Collection entries

───

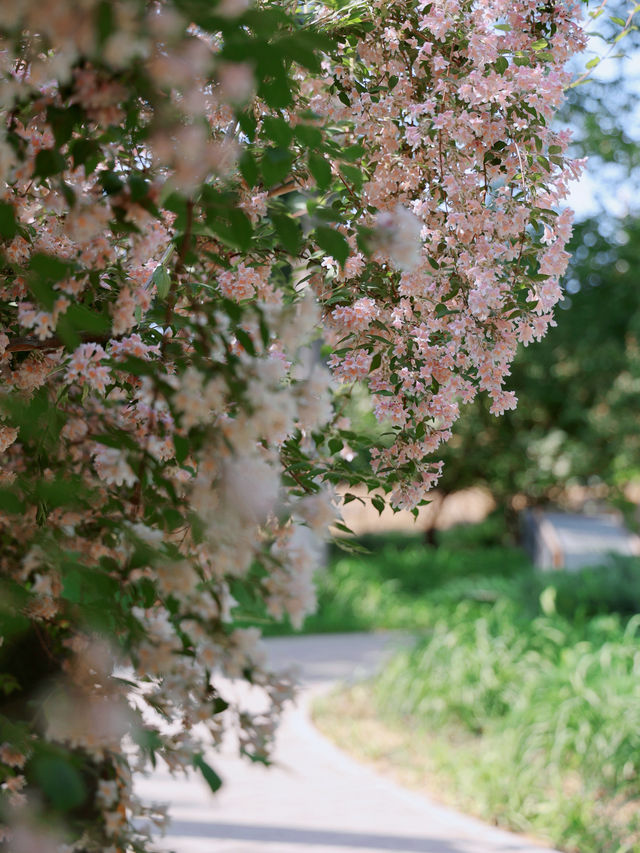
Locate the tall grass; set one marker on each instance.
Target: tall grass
(525, 685)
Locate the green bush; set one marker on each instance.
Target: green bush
(526, 683)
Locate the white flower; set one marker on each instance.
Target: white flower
(399, 235)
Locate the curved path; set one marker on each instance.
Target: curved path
(316, 799)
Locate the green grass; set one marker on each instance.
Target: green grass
(524, 685)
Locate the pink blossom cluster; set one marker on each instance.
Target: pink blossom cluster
(467, 170)
(166, 420)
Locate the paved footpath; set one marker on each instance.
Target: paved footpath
(316, 799)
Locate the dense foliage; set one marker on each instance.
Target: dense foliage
(576, 419)
(520, 701)
(191, 191)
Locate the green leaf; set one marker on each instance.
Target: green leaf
(378, 503)
(320, 169)
(333, 242)
(210, 776)
(162, 281)
(235, 229)
(49, 162)
(307, 135)
(277, 130)
(289, 232)
(60, 781)
(62, 121)
(86, 320)
(8, 224)
(10, 502)
(540, 44)
(276, 165)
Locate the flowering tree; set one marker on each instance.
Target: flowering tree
(193, 192)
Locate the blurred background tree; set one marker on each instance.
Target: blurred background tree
(576, 420)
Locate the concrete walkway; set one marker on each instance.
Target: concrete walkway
(315, 799)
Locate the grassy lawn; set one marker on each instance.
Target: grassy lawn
(520, 702)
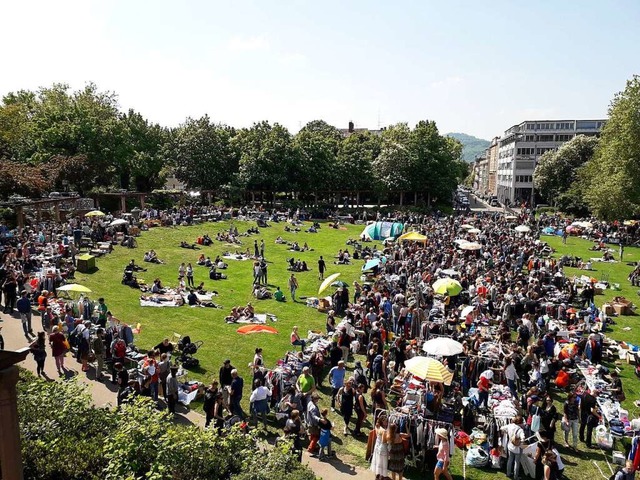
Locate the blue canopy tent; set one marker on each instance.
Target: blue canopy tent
(382, 230)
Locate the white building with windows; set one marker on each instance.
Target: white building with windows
(521, 146)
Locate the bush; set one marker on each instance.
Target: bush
(64, 437)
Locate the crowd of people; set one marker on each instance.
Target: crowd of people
(510, 314)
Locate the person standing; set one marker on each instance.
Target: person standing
(102, 312)
(122, 379)
(150, 370)
(235, 394)
(346, 396)
(396, 451)
(189, 272)
(515, 435)
(570, 420)
(39, 352)
(9, 288)
(172, 389)
(313, 422)
(587, 403)
(322, 267)
(225, 380)
(97, 345)
(293, 286)
(361, 410)
(58, 348)
(24, 309)
(336, 379)
(380, 457)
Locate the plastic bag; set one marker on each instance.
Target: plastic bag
(477, 457)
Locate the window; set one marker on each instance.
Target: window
(586, 125)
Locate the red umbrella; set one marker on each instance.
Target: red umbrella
(248, 329)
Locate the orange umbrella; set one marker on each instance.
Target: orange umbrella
(247, 329)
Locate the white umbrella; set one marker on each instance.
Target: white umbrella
(471, 246)
(442, 346)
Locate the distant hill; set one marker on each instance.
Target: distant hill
(471, 146)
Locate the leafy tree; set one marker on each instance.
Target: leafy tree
(355, 161)
(201, 153)
(318, 144)
(268, 158)
(611, 180)
(556, 173)
(394, 166)
(145, 155)
(18, 178)
(64, 437)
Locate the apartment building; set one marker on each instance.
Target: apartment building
(520, 147)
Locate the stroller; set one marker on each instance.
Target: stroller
(187, 349)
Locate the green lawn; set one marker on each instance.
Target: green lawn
(221, 340)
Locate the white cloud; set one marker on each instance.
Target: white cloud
(447, 82)
(248, 44)
(293, 58)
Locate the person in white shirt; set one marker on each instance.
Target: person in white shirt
(259, 401)
(515, 442)
(511, 375)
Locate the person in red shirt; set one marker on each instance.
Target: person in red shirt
(483, 388)
(150, 370)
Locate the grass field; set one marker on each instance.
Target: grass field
(221, 340)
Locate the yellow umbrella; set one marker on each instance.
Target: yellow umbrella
(327, 281)
(413, 236)
(74, 287)
(428, 369)
(447, 285)
(94, 213)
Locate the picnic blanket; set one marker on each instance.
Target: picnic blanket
(233, 256)
(258, 318)
(157, 300)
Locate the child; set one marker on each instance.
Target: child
(325, 435)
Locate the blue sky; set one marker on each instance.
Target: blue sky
(473, 67)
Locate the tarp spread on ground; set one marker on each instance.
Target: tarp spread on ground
(382, 230)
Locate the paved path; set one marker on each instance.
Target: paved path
(103, 394)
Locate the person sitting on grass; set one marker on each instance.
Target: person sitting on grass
(279, 296)
(261, 293)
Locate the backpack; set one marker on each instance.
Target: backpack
(515, 439)
(119, 349)
(376, 365)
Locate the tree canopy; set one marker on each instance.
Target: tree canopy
(556, 174)
(611, 181)
(56, 138)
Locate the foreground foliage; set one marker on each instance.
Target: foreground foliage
(65, 437)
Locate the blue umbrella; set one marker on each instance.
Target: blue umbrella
(371, 264)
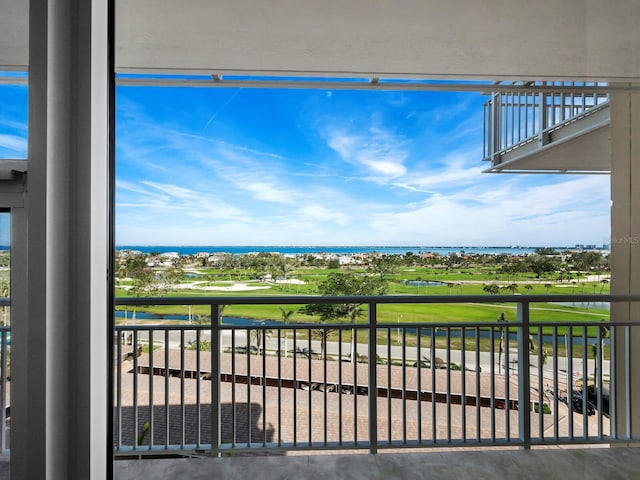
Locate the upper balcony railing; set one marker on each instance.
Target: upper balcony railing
(515, 118)
(267, 386)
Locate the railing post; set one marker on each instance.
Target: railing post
(543, 121)
(524, 378)
(215, 380)
(373, 382)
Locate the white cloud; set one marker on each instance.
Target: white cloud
(267, 192)
(13, 142)
(322, 214)
(379, 151)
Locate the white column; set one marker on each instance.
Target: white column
(625, 249)
(63, 380)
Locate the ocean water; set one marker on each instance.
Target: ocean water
(338, 250)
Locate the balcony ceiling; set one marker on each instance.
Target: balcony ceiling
(492, 39)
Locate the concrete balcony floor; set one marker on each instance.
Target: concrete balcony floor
(546, 463)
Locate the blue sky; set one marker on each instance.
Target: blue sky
(248, 166)
(232, 166)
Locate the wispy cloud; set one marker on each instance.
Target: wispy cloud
(380, 152)
(394, 171)
(13, 142)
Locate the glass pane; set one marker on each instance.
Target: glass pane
(5, 322)
(13, 116)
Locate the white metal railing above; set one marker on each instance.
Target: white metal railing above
(514, 118)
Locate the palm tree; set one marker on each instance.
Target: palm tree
(501, 319)
(261, 334)
(605, 332)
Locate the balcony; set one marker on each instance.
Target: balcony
(221, 389)
(560, 127)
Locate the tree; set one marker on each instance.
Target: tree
(491, 288)
(343, 284)
(4, 293)
(142, 277)
(605, 332)
(383, 265)
(501, 319)
(261, 334)
(540, 265)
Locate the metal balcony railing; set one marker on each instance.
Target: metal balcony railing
(5, 378)
(513, 119)
(217, 388)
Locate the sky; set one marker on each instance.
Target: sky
(250, 166)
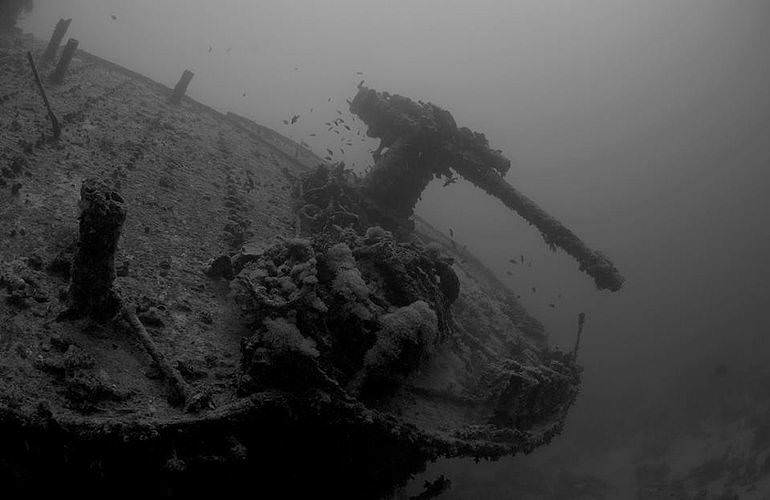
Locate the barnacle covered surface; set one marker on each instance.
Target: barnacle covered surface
(423, 141)
(363, 310)
(365, 349)
(399, 326)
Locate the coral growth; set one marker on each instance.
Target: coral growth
(344, 307)
(423, 141)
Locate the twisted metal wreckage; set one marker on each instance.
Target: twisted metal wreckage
(355, 305)
(370, 352)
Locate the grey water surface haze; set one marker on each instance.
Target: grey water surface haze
(643, 126)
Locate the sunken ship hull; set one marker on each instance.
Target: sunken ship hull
(335, 348)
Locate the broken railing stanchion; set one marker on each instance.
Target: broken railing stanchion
(581, 322)
(53, 45)
(54, 121)
(181, 87)
(102, 215)
(64, 61)
(92, 291)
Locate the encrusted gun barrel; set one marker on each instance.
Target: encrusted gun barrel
(102, 215)
(423, 141)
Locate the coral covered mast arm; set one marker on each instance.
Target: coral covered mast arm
(555, 234)
(424, 141)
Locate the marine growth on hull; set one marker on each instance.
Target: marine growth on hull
(184, 298)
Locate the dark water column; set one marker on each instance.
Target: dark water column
(58, 35)
(102, 215)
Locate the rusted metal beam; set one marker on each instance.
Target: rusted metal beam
(181, 87)
(53, 44)
(67, 54)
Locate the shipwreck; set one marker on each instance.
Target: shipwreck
(191, 302)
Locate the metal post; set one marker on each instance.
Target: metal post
(181, 87)
(58, 35)
(64, 61)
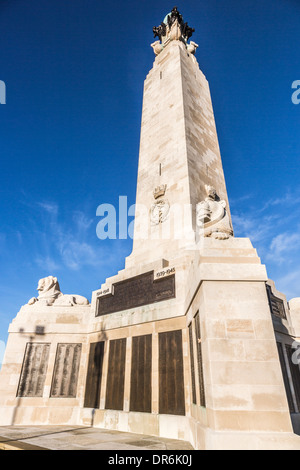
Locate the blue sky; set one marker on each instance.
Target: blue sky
(69, 132)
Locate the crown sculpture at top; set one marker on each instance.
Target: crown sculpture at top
(173, 28)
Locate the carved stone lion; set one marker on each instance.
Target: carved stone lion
(50, 294)
(212, 218)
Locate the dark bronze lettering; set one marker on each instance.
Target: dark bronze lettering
(171, 380)
(116, 374)
(285, 378)
(192, 361)
(34, 370)
(135, 292)
(94, 375)
(141, 368)
(66, 368)
(199, 360)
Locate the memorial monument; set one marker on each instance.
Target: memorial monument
(191, 340)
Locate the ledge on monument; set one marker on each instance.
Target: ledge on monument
(294, 305)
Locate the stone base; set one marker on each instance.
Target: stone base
(223, 285)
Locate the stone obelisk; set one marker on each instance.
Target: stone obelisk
(179, 150)
(181, 342)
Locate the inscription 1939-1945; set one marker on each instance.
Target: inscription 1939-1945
(137, 291)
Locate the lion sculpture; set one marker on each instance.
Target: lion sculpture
(50, 294)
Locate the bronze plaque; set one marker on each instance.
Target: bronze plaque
(295, 373)
(276, 304)
(199, 359)
(66, 368)
(135, 292)
(141, 368)
(285, 378)
(192, 364)
(171, 381)
(116, 374)
(94, 375)
(34, 370)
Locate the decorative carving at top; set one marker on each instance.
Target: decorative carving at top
(173, 28)
(50, 294)
(212, 218)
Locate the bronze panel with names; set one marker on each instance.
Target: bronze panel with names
(33, 374)
(141, 371)
(66, 369)
(171, 380)
(200, 360)
(116, 375)
(276, 304)
(295, 373)
(136, 292)
(94, 375)
(285, 378)
(192, 361)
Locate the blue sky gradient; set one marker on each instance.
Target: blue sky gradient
(69, 132)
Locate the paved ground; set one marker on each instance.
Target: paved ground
(81, 438)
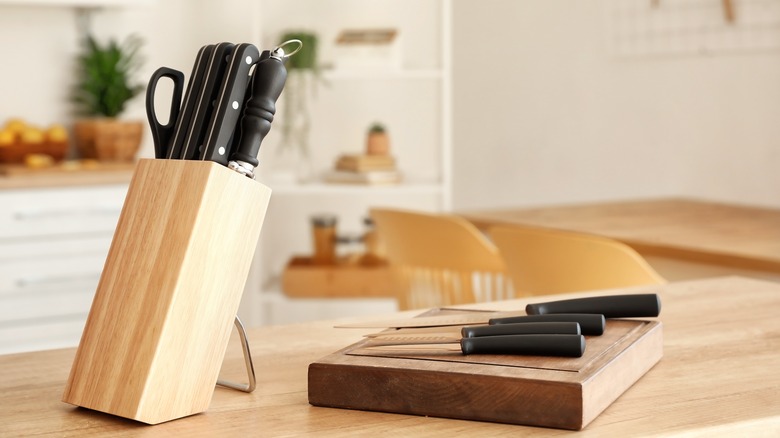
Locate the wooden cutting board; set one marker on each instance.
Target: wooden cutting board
(565, 393)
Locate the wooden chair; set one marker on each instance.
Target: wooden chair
(440, 260)
(546, 261)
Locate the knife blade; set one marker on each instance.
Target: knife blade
(228, 108)
(268, 81)
(529, 345)
(531, 328)
(204, 105)
(611, 306)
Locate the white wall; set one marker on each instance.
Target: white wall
(38, 46)
(543, 114)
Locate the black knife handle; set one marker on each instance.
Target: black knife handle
(530, 345)
(188, 104)
(162, 134)
(590, 323)
(267, 84)
(615, 306)
(527, 328)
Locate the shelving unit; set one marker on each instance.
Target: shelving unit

───

Task goal:
Restate word for word the lines from the one holding "Locate the wooden chair;" to the end of the listing, both ends included, and nothing more.

Written solution:
Locate the wooden chair; set one marker on each instance.
Target: wooden chair
(440, 260)
(546, 261)
Locate the knife blade; set one marker on each instance.
Target: knife blade
(228, 108)
(268, 81)
(529, 345)
(531, 328)
(204, 105)
(611, 306)
Locate the white wall; set one marker on each instance.
Target: white wall
(38, 46)
(543, 114)
Locate the black knife handle; set one marker on each instance.
Target: black knife handle
(530, 345)
(188, 104)
(162, 134)
(590, 323)
(267, 84)
(615, 306)
(527, 328)
Locate the shelving unit; set one marker on each instance.
Target: shelving unit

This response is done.